* BEGIN RECORD LIST *

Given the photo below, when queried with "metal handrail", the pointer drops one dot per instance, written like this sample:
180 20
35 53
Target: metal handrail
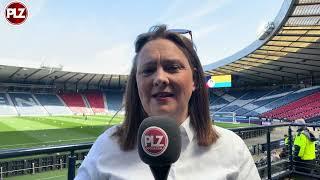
82 146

* END RECORD LIST *

§ PROBLEM
Copy out every line of text in the entries above without changing anything, and leave the pictures out.

§ ANSWER
Given the photo below, when queried with "metal handrail", the pointer drops one dot per instance, written like this sample:
180 20
35 53
Target: metal handrail
82 146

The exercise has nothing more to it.